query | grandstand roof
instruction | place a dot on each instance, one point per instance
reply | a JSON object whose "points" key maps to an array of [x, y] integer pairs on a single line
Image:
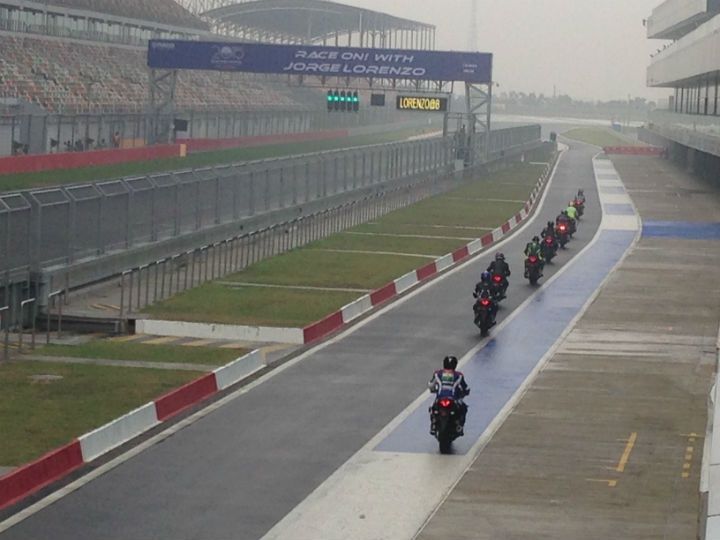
{"points": [[313, 19], [166, 12]]}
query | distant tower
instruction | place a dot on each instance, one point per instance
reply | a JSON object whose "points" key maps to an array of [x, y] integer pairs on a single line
{"points": [[472, 37]]}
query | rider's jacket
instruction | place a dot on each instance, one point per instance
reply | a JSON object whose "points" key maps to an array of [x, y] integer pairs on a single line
{"points": [[533, 248], [448, 383], [499, 267]]}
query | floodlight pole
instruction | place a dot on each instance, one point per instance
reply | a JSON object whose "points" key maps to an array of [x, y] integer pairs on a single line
{"points": [[478, 102]]}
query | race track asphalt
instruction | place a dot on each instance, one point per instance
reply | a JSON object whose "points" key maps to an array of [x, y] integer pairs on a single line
{"points": [[239, 470]]}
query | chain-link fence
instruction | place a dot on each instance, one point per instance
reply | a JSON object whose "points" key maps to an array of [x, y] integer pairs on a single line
{"points": [[39, 228], [53, 133]]}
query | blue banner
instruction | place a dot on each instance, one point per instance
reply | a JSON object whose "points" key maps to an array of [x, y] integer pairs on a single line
{"points": [[315, 60]]}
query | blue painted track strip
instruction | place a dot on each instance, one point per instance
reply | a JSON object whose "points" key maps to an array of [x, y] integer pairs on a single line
{"points": [[497, 371], [682, 229], [618, 209]]}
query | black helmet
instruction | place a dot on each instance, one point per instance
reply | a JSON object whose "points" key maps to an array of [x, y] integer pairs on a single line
{"points": [[449, 362]]}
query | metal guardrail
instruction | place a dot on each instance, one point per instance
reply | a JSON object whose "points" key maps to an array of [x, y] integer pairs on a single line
{"points": [[59, 226], [146, 284]]}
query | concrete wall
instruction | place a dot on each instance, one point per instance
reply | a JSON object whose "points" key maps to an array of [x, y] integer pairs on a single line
{"points": [[693, 55]]}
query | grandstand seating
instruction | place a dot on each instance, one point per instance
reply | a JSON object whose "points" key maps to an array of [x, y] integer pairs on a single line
{"points": [[162, 11], [74, 77]]}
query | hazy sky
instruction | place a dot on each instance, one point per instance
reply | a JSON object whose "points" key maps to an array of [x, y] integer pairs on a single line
{"points": [[589, 49]]}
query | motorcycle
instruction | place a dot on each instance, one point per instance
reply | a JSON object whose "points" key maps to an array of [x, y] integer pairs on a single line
{"points": [[563, 234], [484, 309], [445, 419], [549, 248], [533, 269], [573, 227], [499, 287], [580, 207]]}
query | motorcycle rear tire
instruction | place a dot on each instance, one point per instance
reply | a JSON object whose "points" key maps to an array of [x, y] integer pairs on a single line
{"points": [[444, 443]]}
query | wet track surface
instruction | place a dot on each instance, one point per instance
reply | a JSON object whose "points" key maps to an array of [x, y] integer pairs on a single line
{"points": [[239, 470]]}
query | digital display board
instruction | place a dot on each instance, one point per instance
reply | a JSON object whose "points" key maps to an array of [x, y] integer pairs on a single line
{"points": [[393, 64], [422, 103]]}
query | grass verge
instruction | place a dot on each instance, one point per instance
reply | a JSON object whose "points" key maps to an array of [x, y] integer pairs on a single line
{"points": [[218, 303], [436, 226], [37, 417], [600, 137], [10, 182], [137, 352]]}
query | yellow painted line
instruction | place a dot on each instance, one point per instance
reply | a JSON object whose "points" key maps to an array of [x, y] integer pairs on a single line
{"points": [[199, 343], [610, 483], [626, 453], [160, 340], [236, 345]]}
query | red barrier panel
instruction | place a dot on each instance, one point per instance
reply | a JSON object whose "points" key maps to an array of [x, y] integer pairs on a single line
{"points": [[178, 400], [381, 295], [323, 327], [460, 254], [200, 145], [634, 150], [36, 475], [75, 160], [426, 271]]}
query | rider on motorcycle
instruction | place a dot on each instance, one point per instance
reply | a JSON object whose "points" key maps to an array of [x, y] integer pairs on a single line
{"points": [[499, 266], [485, 284], [534, 248], [448, 382], [580, 197], [549, 230], [571, 211]]}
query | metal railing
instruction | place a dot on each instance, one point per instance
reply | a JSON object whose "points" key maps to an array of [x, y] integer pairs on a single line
{"points": [[53, 133], [59, 226], [146, 284]]}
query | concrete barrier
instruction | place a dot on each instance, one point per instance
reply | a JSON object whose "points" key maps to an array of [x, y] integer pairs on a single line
{"points": [[34, 476], [74, 160], [219, 331], [241, 368], [405, 282], [180, 399], [204, 145], [105, 438], [354, 309], [634, 150]]}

To do => Copy the data word for word. Pictures do not go in the copy.

Solved problem =>
query | grandstand roof
instruction | place a dot on each instance, one point per instance
reply | a JSON object whose "points" key maps to an array of [x, y] integer pairs on a single line
Image:
{"points": [[313, 19], [166, 12]]}
query | distant tower
instruction | place a dot on each instance, one point per instance
reply | a JSON object whose "points" key maps to an array of [x, y] integer pairs on a single line
{"points": [[472, 37]]}
query | rider's jacket
instruction | place a dot on each instance, one point per instance
reply | a JSON object whose "points" key maps to an array of [x, y] integer pairs on a single line
{"points": [[533, 248], [448, 383], [499, 267]]}
query | floodlight pole
instruction | place a dot on each instance, one point per instance
reply | a JSON object whose "points" key maps to an array of [x, y] integer pairs on a single line
{"points": [[478, 102]]}
query | race track asphalt
instruction | place a dot on each instance, one point per instance
reply | a JSON object whose "points" key maps to an array of [x, y] integer pairs on a single line
{"points": [[239, 470]]}
query | chain-link fence
instruction | place a dot on each instance, one point per instance
reply | a JSON object whose "points" key maps to an array of [x, y] integer pairs on a single line
{"points": [[39, 228], [53, 133]]}
query | blue banner
instruction | place a dot on each instance, one point per instance
reply | a JSON object whose "points" key maps to an array of [x, y] integer pairs on a single line
{"points": [[315, 60]]}
query | blue painted track strip
instruction | place a dot on each instance, one point per instance
reply | a JSON object whose "points" key maps to an array of [x, y] integer pairs on a single line
{"points": [[497, 371], [682, 229], [618, 209]]}
query | black helmet
instruction | place a dot on each instance, one point per instance
reply | a JSON object whose "points" key maps to an array of [x, y] integer pairs on a single line
{"points": [[449, 362]]}
query | metal guardrail
instruction | place a dot on each instance, one point per instance
reply | a JSON object whose "points" key maps to an array of [x, y] integer pairs on a single line
{"points": [[59, 226], [146, 284]]}
query | concrete wall
instruction | place a dot on each instance, one point per instance
reply | a JSON object whose "points" key maps to an array of [x, y] integer pairs on a single line
{"points": [[693, 55]]}
query | grandstand seating
instruction | place a dot on each instance, one point per instance
reply | a JSON object whose "points" key maps to an array of [x, y] integer pairs on a single line
{"points": [[162, 11], [74, 77]]}
query | hazy sky
instruction | place a dot on each instance, one point per instance
reply | a JSON object whose "points" key maps to an array of [x, y] integer pairs on a single line
{"points": [[589, 49]]}
query | motorcycle
instruction | place a dot on each instance, one point per instance
reply | a JSON object whose "points" key maps to an array of [x, y] integer pairs on a single line
{"points": [[563, 234], [484, 309], [445, 419], [549, 248], [533, 269], [573, 227], [499, 287], [580, 207]]}
query | motorcycle rear tire
instruction | place a dot on each instance, one point per instance
reply | a JSON object whose "points" key maps to an array of [x, y] integer pairs on a single line
{"points": [[444, 443]]}
query | wet track surface
instruction | place a dot on each instance, one point per instance
reply | a JSON object whose "points" key maps to an array of [x, y] integer pairs on a single line
{"points": [[239, 470]]}
query | digital display board
instruction | place a dot on each instance, one point per instance
reply | a JSON object whose "points" key maps to an array of [x, y] integer pairs on a single line
{"points": [[393, 64], [422, 103]]}
query | grass verge
instruction | place a dot on each instance, one point per instance
reply | a JSON object whose "points" key maps to an array of [x, y] integer pairs on a single line
{"points": [[218, 303], [436, 226], [37, 417], [600, 137], [10, 182], [137, 352]]}
query | yellow painted line
instruction | place a dot on each instance, one point per instance
reply | a JSON object whose "points" key maps to an array of [x, y] integer pairs on a single line
{"points": [[199, 343], [610, 483], [626, 453], [160, 340], [236, 345]]}
query | red barrier panel
instruction | place a dot on each instance, one point per instance
reply | a JSON object whose "points" key maps to an array of [x, y] integer pairs on a single line
{"points": [[178, 400], [381, 295], [323, 327], [460, 254], [200, 145], [634, 150], [36, 475], [75, 160], [426, 271]]}
query | rider on motorcycle
instruction | place a dot on each instance, one point per instance
reply | a JSON object whose "points" key maps to an array of [x, y] integer pairs on a single line
{"points": [[499, 266], [485, 284], [534, 248], [448, 382], [580, 197], [549, 230], [571, 211]]}
query | metal railing
instruction | place a dot on each instance, one point per instance
reply | a JSON object whose "points" key maps to an array of [x, y] integer pairs on a single line
{"points": [[53, 133], [59, 226], [146, 284]]}
query | concrete barrier
instruction | place a dot on each instance, one point per instance
reply | a JSON object whose "points" key maps to an array of [x, y] integer pairs on a single line
{"points": [[34, 476], [74, 160], [219, 331], [241, 368], [405, 282], [180, 399], [204, 145], [105, 438], [354, 309], [634, 150]]}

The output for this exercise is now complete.